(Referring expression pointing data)
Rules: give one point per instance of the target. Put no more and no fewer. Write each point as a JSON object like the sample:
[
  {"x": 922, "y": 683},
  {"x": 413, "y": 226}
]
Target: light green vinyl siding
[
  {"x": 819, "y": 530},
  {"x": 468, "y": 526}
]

Task prompt | The answer should be an exact reproduction of all the entries.

Exercise response |
Rules: give one point per instance of the target. Put no more and no fewer. Write each point as a JSON object like the sample:
[
  {"x": 922, "y": 683},
  {"x": 413, "y": 226}
]
Target: light green vinyl siding
[
  {"x": 819, "y": 530},
  {"x": 468, "y": 526}
]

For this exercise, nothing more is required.